Location labeling records
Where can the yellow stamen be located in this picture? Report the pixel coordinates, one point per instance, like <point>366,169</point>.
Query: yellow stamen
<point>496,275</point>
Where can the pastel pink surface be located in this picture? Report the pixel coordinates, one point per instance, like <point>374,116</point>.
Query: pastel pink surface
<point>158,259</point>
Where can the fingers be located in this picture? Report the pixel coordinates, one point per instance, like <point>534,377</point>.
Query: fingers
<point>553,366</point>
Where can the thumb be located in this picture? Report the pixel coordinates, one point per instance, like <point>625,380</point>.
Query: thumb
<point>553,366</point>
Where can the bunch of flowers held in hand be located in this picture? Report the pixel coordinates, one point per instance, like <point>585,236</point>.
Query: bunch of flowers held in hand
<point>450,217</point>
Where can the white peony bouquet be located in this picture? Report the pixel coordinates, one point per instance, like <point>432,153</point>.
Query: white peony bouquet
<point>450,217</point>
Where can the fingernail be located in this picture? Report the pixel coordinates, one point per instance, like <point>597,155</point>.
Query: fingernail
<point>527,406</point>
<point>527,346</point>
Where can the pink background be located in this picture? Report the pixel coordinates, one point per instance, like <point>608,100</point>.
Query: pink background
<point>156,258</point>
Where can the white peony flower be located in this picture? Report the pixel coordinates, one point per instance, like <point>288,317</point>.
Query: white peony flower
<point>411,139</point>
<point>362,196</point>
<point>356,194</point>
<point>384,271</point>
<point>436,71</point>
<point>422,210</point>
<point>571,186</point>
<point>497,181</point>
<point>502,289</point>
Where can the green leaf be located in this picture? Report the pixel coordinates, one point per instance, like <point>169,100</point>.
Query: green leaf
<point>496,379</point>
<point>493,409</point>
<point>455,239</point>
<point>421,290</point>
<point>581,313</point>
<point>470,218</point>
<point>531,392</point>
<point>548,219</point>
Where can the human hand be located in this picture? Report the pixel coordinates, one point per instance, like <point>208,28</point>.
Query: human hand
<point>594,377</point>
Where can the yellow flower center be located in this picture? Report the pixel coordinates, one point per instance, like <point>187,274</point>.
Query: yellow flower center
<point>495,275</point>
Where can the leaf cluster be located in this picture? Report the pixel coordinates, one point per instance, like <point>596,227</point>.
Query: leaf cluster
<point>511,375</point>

Problem description -> Could you change "white peony" to "ivory peony" everywhere it appears in the material above and leave everything else the same?

Output for this task ->
Where can the yellow stamen be located in this picture? Report the pixel coordinates, one point per instance, like <point>366,169</point>.
Query: yellow stamen
<point>496,275</point>
Where can the pastel pink surface be located in this picture? Report the pixel coordinates, one point per instance, like <point>374,116</point>.
Query: pastel pink surface
<point>158,259</point>
Where can the fingers be located in this picture? Report the pixel coordinates, one point per instance, like <point>534,377</point>.
Query: fingers
<point>553,366</point>
Where can the thumb be located in this picture? Report the pixel coordinates, one point per instance, like <point>625,380</point>.
Query: thumb
<point>553,366</point>
Where can the bunch of flowers held in hand be located in this picture? Report the pixel coordinates, one point per instance, like <point>585,236</point>.
Query: bunch of flowers held in hand
<point>450,217</point>
Where can the ivory peony bouquet be located in this picture? Report the pixel coordinates, one point per instance, like <point>432,153</point>.
Query: ivory peony bouquet
<point>450,217</point>
Where can the fingernail be located in this picture? Report the pixel coordinates, one point per instance, like <point>597,155</point>.
Query: fingernail
<point>527,406</point>
<point>527,346</point>
Where can the pink background be located in this picture? Report the pixel coordinates, one point per instance, like <point>608,100</point>.
Query: pink background
<point>156,258</point>
Where can the ivory peony flower be located in this picture? Report the pixel coordinates, one point per instance, like <point>288,317</point>.
Query: ivory peony flower
<point>411,139</point>
<point>362,196</point>
<point>356,194</point>
<point>384,271</point>
<point>436,71</point>
<point>422,210</point>
<point>571,186</point>
<point>497,181</point>
<point>502,289</point>
Where can the green leaf be located in this picture? Report the pixel coordinates, one point per instance, like <point>169,100</point>.
Query: green leaf
<point>496,379</point>
<point>493,409</point>
<point>455,239</point>
<point>421,290</point>
<point>581,313</point>
<point>470,218</point>
<point>531,392</point>
<point>548,219</point>
Where can the human hand be located in this picture? Report the pixel coordinates, one point per instance, like <point>208,28</point>.
Query: human hand
<point>594,377</point>
Where can the yellow flower center be located in this picture? Report the pixel coordinates, one point per instance, like <point>187,274</point>.
Query: yellow flower center
<point>495,275</point>
Where can the leaf cluster be located in this picture? Report the pixel coordinates, one point per instance, like <point>596,227</point>.
Query: leaf cluster
<point>511,375</point>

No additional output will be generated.